▽

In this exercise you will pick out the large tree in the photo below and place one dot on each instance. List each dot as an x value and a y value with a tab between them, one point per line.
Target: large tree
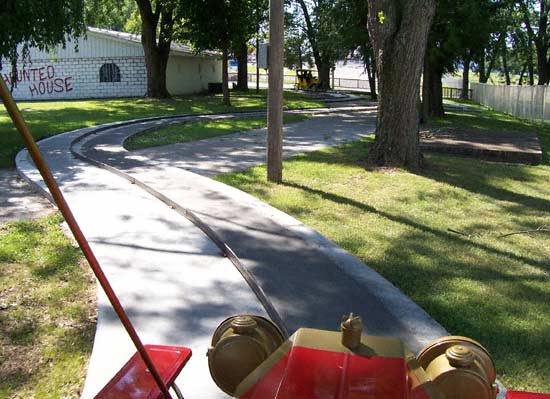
156	20
398	31
220	25
451	41
323	36
34	23
535	18
157	29
350	18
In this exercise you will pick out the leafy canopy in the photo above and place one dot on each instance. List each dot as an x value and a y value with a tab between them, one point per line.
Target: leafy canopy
38	23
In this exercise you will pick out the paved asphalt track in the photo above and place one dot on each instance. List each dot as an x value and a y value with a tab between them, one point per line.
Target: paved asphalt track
171	277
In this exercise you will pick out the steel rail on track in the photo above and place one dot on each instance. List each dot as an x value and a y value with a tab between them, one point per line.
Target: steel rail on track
65	210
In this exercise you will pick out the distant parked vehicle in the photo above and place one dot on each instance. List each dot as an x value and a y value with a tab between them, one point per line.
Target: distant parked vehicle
306	80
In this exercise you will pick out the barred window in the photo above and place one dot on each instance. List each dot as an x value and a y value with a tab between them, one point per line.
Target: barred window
109	73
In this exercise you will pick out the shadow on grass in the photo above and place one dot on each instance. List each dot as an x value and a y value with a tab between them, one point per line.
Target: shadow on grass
406	221
481	177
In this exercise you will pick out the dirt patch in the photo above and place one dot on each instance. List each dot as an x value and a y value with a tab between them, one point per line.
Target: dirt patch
17	199
516	147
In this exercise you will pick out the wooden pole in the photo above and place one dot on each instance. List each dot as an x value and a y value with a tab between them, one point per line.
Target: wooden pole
63	207
275	93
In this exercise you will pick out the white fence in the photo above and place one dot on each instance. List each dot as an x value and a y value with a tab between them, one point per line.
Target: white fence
526	102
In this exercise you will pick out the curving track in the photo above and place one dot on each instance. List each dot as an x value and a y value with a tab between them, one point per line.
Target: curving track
176	282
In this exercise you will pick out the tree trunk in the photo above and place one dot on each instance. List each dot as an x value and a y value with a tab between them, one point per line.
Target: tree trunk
156	51
225	77
257	62
391	25
465	95
242	67
432	91
487	73
482	77
505	66
370	65
522	74
275	92
542	64
530	66
323	69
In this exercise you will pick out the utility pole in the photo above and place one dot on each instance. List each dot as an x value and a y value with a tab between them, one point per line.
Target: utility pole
275	93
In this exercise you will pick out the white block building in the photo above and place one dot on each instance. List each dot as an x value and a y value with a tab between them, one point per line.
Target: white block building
107	64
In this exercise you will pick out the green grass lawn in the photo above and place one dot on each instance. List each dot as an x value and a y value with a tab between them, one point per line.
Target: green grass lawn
184	132
47	312
493	289
53	117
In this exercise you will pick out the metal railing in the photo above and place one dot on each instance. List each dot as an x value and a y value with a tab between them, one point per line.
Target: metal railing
454	93
345	83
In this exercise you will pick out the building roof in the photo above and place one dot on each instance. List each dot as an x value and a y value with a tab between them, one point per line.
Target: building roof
136	39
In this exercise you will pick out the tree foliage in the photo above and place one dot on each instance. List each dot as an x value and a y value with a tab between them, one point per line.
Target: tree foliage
37	23
218	24
392	23
117	15
321	28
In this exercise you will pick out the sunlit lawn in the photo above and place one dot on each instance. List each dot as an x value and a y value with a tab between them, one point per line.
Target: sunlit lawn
491	288
53	117
47	312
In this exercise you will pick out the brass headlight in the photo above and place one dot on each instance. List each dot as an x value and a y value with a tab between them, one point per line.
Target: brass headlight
239	345
460	368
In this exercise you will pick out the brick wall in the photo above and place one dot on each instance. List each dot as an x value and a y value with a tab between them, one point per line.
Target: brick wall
77	78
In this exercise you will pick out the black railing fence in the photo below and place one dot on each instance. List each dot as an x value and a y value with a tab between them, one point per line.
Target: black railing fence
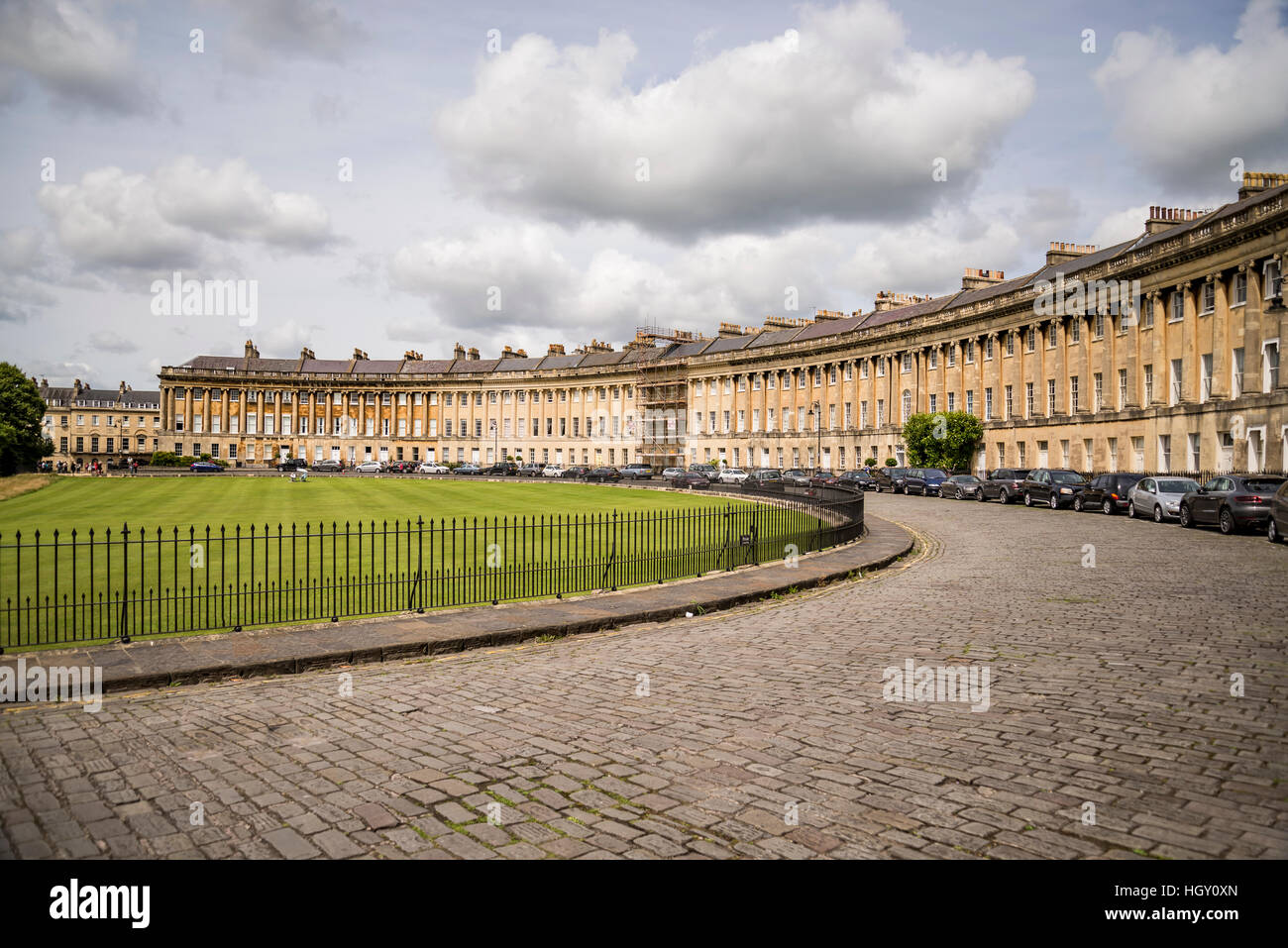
62	587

△

• _Exercise prompt_: Write out all the records above again with every "photo" swapped for "image", changing nothing else, and leave out the pictures.

• _Response for this exercise_:
In this exercise you will pick out the large tree in the image below and place one dot on each instance. List each dot as an x value and a y value with a tab between them, one point per line.
Target: large tree
156	20
398	31
220	25
451	41
323	36
34	23
535	18
157	29
350	18
In this exercise you will pick out the leafy canopy in the image above and place one dot on each instance. List each dot as an x value and a y value with a tab between them, one point per line.
Target: leafy canopy
38	23
In this exercise you will pick out the paved asphalt track in the image above and place one dot on each instance. List each dot as an x value and a y value with a tab between them, one point per line.
Target: paved asphalt track
171	277
In this exercise you will pick out the steel rail on track in the image above and place one dot on each instance. List each dot as an x value and a y value with a tab between them, one point per line.
Target: steel rail on track
65	210
In this exercise you will pick out the distant parked vehicle in the image above and place one dot on each instance. List each dot as an x value and a y value with a tab between them, one point per line.
Target: distant parked vehicle
306	80
In this exercise you will pick out the barred window in the image above and place one dot on each instance. List each dot as an x value and a y value with a tab between them, one point per line.
Target: barred window
109	73
In this exercise you will pick out the shadow on grass in the image above and place one dot on each instance. List each dot as an x value and a y value with a tab between them, one point per line.
Target: shadow on grass
406	221
481	177
In this exercise you will pick out the dirt patch in the image above and place one dot on each instance. List each dot as an x value and a y value with a tab between them, one point per line.
Target: dirt patch
17	199
516	147
In this exercise you will pick out the wooden pole in the image above and place one dot on each instance. List each dot as an x value and a y value with a tab between them, one point per line.
Target: wooden pole
63	207
275	93
In this exercise you will pick out the white fence in the image above and place one dot on each instance. List each dot as an x value and a y value with a tab between them, one point per line.
Target: white fence
526	102
In this exercise you will pick out the curving track in the image above and place one dot on each instance. List each dot as an x value and a y value with a tab between them, one point per line.
Target: curving track
176	282
In this exercise you will pick out the tree trunk in the image above and place one dot on each instance. List each dot as an x value and a y value with a tab between them, one point per line.
Target: tree trunk
156	51
225	77
257	62
391	25
465	95
242	67
432	91
487	73
482	77
505	66
370	65
522	74
275	92
542	64
530	66
323	69
In this exercise you will pick out the utility pole in the image above and place one dot on each instance. List each dot as an x value and a y value with a tab between them, one point per line.
Target: utility pole
275	93
In this exercise you will pick out the white block building in the image above and place one dot on each instance. List each dot as an x value and a y value with a tab between them, one point per line.
Target: white block building
107	64
In this exercise you will pick out the green grass lawn in the image above and place one dot on each instance. List each dot as an x value and a y value with a tab between them, one point per line.
Target: green grass lawn
184	132
47	312
493	289
53	117
In this exercise you will pick out the metal railing in the image above and place one dot on each instance. List each dot as an x value and a y value with a tab between them, one point per line.
Target: metal railing
454	93
345	83
In this exercise you will pick out the building roof in the image above and place one dot on each instance. List each dot as an x value and a y value with a tab between them, one point per line.
Target: building roof
136	39
In this exercise you will pick out the tree foliage in the image above and place one dot on each instance. List each dot as an x value and a y value with a tab between them, one point per line.
Target: tree foliage
37	23
218	24
392	23
117	15
321	28
In this exercise you will pick out the sunlit lawn in the image above and place one dot on each instance. List each dot as an x value and a y value with a tab between them, one point per line.
Target: sunlit lawn
491	288
53	117
47	312
In this exercise you will pick out the brass headlight in the image above and place one dot on each instance. List each dot as an x value and a y value with a tab between them, one point per line.
Target: brass headlight
239	345
460	368
In this exercise you will pick out the brick wall in the image above and place one dot on each instance. List each dot as an x value and a y value with a tab between them, one point per line.
Target: brick wall
77	78
In this exercise you will pick out the black railing fence in the image below and place one dot on each instance. List each dot as an x value and a y value with a tab between them, one point per line.
Target: black railing fence
62	587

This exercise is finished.